[Information shown]:
_ _ _ _ _ _ _
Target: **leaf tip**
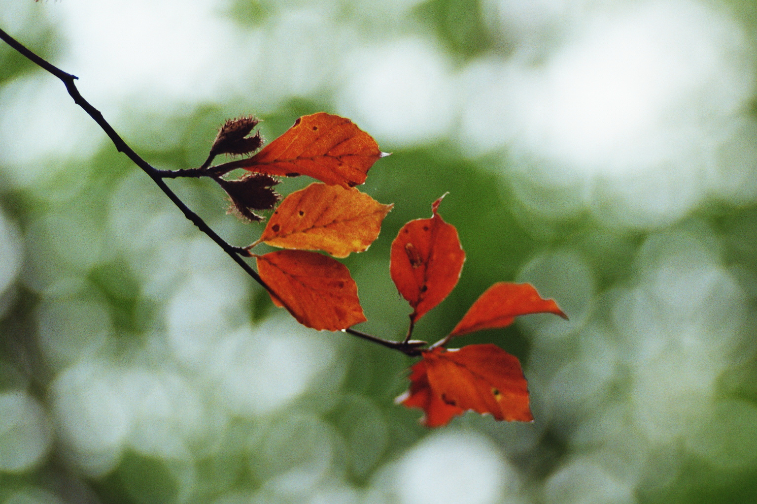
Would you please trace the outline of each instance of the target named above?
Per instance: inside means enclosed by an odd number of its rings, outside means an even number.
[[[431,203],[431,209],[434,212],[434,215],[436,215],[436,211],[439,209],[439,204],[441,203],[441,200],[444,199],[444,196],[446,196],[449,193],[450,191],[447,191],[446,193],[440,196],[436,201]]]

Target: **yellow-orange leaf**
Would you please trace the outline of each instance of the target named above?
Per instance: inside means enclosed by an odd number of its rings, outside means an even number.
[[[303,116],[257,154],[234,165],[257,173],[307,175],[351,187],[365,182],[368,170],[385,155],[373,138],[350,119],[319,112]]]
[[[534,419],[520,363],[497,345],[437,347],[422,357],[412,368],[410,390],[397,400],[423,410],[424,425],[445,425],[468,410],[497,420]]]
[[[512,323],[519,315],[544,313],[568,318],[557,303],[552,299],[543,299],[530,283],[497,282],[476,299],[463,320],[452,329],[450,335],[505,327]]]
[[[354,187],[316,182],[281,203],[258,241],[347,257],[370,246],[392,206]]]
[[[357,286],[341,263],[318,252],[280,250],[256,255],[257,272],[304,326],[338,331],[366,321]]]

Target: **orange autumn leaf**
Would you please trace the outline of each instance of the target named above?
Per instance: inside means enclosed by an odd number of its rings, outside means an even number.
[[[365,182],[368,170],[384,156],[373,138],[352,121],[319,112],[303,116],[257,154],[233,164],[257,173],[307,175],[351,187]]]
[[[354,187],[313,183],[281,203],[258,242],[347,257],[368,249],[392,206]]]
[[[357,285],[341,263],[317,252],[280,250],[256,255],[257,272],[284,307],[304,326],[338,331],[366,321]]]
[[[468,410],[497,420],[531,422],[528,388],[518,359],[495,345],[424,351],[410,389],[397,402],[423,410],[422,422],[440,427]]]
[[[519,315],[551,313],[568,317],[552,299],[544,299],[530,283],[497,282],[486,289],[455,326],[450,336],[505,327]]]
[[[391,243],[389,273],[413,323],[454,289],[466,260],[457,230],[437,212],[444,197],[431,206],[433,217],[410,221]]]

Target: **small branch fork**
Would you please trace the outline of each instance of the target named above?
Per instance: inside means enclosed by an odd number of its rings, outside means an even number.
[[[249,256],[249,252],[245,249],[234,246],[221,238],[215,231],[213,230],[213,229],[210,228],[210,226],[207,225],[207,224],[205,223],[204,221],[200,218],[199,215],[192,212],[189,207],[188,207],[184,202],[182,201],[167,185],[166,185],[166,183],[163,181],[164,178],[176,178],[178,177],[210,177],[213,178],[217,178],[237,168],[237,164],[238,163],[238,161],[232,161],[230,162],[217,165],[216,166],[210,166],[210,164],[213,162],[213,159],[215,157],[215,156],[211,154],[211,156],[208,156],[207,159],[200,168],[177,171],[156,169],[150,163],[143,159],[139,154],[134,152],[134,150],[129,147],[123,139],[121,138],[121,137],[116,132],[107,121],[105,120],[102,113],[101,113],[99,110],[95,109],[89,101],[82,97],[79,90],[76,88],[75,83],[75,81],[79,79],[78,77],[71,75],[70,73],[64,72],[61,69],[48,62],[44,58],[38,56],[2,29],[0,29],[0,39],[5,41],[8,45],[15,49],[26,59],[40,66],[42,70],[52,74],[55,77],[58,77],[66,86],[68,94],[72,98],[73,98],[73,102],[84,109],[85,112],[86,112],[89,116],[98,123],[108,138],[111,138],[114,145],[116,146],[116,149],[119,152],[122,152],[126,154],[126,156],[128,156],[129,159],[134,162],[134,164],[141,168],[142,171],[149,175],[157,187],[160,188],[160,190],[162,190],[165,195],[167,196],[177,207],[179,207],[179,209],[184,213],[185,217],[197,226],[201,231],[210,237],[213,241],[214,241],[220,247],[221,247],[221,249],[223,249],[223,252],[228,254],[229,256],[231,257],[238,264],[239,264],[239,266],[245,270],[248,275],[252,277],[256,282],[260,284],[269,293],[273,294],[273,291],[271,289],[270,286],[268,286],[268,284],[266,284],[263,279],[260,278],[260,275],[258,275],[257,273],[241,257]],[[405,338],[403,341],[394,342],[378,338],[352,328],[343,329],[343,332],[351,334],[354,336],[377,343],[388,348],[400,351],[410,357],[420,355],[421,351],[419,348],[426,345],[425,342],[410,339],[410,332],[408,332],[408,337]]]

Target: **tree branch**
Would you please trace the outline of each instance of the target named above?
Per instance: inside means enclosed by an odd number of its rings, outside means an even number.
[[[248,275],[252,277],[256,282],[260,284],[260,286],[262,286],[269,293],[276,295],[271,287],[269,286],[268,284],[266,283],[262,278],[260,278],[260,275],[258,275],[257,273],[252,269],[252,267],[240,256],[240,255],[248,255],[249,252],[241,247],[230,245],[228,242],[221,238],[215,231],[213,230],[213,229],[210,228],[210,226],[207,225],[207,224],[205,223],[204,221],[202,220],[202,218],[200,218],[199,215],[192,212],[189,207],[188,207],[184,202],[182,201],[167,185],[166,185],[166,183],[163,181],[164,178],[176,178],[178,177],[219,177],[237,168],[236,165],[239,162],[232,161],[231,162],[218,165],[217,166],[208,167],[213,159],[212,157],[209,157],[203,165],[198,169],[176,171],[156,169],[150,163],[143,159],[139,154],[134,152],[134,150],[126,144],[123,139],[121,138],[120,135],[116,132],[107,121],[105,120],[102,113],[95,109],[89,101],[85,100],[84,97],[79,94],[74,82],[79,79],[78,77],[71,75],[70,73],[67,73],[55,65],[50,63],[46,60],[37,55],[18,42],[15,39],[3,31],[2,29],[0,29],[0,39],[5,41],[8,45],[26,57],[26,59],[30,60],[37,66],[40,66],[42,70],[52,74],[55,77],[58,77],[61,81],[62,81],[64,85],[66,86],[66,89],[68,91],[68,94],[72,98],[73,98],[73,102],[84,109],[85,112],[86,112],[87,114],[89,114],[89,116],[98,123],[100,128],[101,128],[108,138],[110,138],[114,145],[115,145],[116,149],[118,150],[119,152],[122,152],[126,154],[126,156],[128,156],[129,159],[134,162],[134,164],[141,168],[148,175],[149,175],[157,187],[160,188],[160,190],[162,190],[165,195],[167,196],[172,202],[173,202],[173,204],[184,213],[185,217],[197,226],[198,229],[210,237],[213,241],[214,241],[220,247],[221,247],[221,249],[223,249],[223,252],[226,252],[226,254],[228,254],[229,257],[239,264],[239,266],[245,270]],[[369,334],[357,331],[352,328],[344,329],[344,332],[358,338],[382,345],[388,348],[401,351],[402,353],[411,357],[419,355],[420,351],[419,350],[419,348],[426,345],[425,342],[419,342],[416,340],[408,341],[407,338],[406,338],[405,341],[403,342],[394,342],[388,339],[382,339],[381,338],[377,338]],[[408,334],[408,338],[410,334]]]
_ _ _ _ _ _ _
[Written task]:
Repeat each entry exactly as it appears; skip any picture.

[Answer for this exercise]:
Target: **leaf tip**
Would you please trace the outline of each instance of the target named above?
Per instance: inside means enclosed by an odd number of its rings, outside means an even number.
[[[431,203],[431,209],[434,212],[434,215],[436,215],[436,211],[439,209],[439,204],[441,203],[441,200],[444,199],[444,196],[446,196],[449,193],[450,191],[447,191],[446,193],[440,196],[436,201]]]

Target: **yellow-orange leaf**
Would you please trace the outline of each instance of the target named above?
Per instance: inside means enclosed by an odd number of its rings, outside means an even number.
[[[303,116],[257,154],[234,165],[257,173],[307,175],[351,187],[365,182],[368,170],[385,155],[373,138],[350,119],[319,112]]]
[[[534,419],[520,363],[497,345],[437,347],[422,357],[412,368],[410,390],[397,400],[423,410],[424,425],[445,425],[468,410],[497,420]]]
[[[512,323],[519,315],[544,313],[568,318],[557,303],[552,299],[543,299],[530,283],[497,282],[476,299],[463,320],[452,329],[450,335],[505,327]]]
[[[354,187],[316,182],[281,203],[258,241],[347,257],[370,246],[392,206]]]
[[[357,286],[341,263],[318,252],[280,250],[256,255],[257,272],[304,326],[338,331],[366,321]]]

Target: **orange autumn leaf**
Would you please trace the outline of each instance of the target named above?
Per instance: inside means enclosed by an odd number of its rings, outside means an even number.
[[[365,182],[368,170],[384,156],[373,138],[352,121],[319,112],[303,116],[257,154],[233,164],[257,173],[307,175],[351,187]]]
[[[354,187],[313,183],[281,203],[258,242],[347,257],[368,249],[392,206]]]
[[[357,285],[341,263],[317,252],[280,250],[256,255],[257,272],[284,307],[304,326],[338,331],[366,321]]]
[[[468,410],[497,420],[531,422],[528,388],[518,359],[495,345],[424,351],[410,389],[397,402],[423,410],[422,422],[440,427]]]
[[[519,315],[551,313],[568,317],[552,299],[544,299],[530,283],[497,282],[486,289],[455,326],[450,336],[505,327]]]
[[[391,243],[389,273],[413,323],[454,289],[466,260],[457,230],[437,212],[444,197],[431,206],[433,217],[410,221]]]

Target: **small branch fork**
Would you please trace the outline of each instance of the target named above?
Per instance: inside means enclosed by an odd number of its rings, outside means an even number.
[[[249,256],[249,252],[245,249],[234,246],[221,238],[215,231],[213,230],[213,229],[210,228],[210,226],[207,225],[207,224],[205,223],[204,221],[200,218],[199,215],[192,212],[189,207],[188,207],[184,202],[182,201],[167,185],[166,185],[166,183],[163,181],[164,178],[176,178],[178,177],[210,177],[213,178],[217,178],[237,168],[237,164],[238,163],[238,161],[232,161],[230,162],[217,165],[216,166],[210,166],[210,164],[213,162],[213,159],[215,157],[215,156],[211,154],[211,156],[208,156],[207,159],[200,168],[177,171],[156,169],[150,163],[143,159],[139,154],[134,152],[134,150],[129,147],[123,139],[121,138],[121,137],[116,132],[107,121],[105,120],[102,113],[101,113],[99,110],[95,109],[89,101],[82,97],[79,90],[76,88],[75,83],[75,81],[79,79],[78,77],[71,75],[70,73],[64,72],[61,69],[48,62],[44,58],[38,56],[2,29],[0,29],[0,39],[5,41],[8,45],[15,49],[26,59],[40,66],[42,70],[52,74],[55,77],[58,77],[66,86],[68,94],[72,98],[73,98],[73,102],[84,109],[85,112],[86,112],[89,116],[98,123],[108,138],[111,138],[114,145],[116,146],[116,149],[119,152],[122,152],[126,154],[126,156],[128,156],[129,159],[134,162],[134,164],[141,168],[142,171],[149,175],[157,187],[160,188],[160,190],[162,190],[165,195],[167,196],[177,207],[179,207],[179,209],[184,213],[185,217],[197,226],[201,231],[210,237],[213,241],[214,241],[220,247],[221,247],[221,249],[223,249],[223,252],[228,254],[229,256],[231,257],[238,264],[239,264],[239,266],[245,270],[248,275],[252,277],[256,282],[260,284],[269,293],[273,294],[273,291],[271,289],[270,286],[268,286],[268,284],[266,284],[263,279],[260,278],[260,275],[258,275],[257,273],[241,257]],[[405,338],[403,341],[394,342],[378,338],[352,328],[343,329],[343,332],[351,334],[354,336],[377,343],[388,348],[400,351],[410,357],[420,355],[421,351],[419,348],[426,345],[425,342],[410,339],[410,332],[408,332],[408,337]]]

Target: **tree branch**
Would you please trace the outline of each instance of the target named above?
Per instance: inside means enclosed by an odd number of its rings, outside means an even number.
[[[248,275],[252,277],[256,282],[260,284],[260,286],[262,286],[269,293],[276,295],[271,287],[269,286],[268,284],[266,283],[262,278],[260,278],[260,275],[258,275],[257,273],[252,269],[252,267],[240,256],[240,255],[248,255],[249,252],[241,247],[230,245],[228,242],[221,238],[215,231],[213,230],[213,229],[210,228],[210,226],[207,225],[207,224],[205,223],[204,221],[202,220],[202,218],[200,218],[199,215],[192,212],[189,207],[188,207],[184,202],[182,201],[167,185],[166,185],[166,183],[163,181],[164,178],[176,178],[178,177],[219,177],[237,168],[236,165],[239,162],[232,161],[231,162],[218,165],[217,166],[208,167],[213,159],[212,157],[209,157],[203,165],[198,169],[176,171],[156,169],[150,163],[143,159],[139,154],[134,152],[134,150],[126,144],[123,139],[121,138],[120,135],[116,132],[107,121],[105,120],[102,113],[95,109],[89,101],[85,100],[84,97],[79,94],[74,82],[79,79],[78,77],[71,75],[70,73],[67,73],[55,65],[50,63],[46,60],[37,55],[18,42],[15,39],[3,31],[2,29],[0,29],[0,39],[5,41],[8,45],[26,57],[26,59],[30,60],[37,66],[40,66],[42,70],[52,74],[55,77],[58,77],[61,81],[62,81],[64,85],[66,86],[66,89],[68,91],[68,94],[72,98],[73,98],[73,102],[84,109],[85,112],[86,112],[87,114],[89,114],[89,116],[98,123],[100,128],[101,128],[108,138],[110,138],[114,145],[115,145],[116,149],[118,150],[119,152],[122,152],[126,154],[126,156],[128,156],[129,159],[134,162],[134,164],[141,168],[148,175],[149,175],[157,187],[160,188],[160,190],[162,190],[165,195],[167,196],[172,202],[173,202],[173,204],[184,213],[185,217],[197,226],[198,229],[210,237],[213,241],[214,241],[220,247],[221,247],[221,249],[223,249],[223,252],[226,252],[226,254],[228,254],[229,257],[239,264],[239,266],[245,270]],[[369,334],[357,331],[352,328],[344,329],[344,332],[358,338],[382,345],[388,348],[401,351],[402,353],[411,357],[419,355],[420,351],[419,350],[419,348],[426,345],[425,342],[419,342],[416,340],[408,341],[407,338],[406,338],[405,341],[403,342],[394,342],[388,339],[382,339],[381,338],[377,338]],[[408,334],[408,338],[410,334]]]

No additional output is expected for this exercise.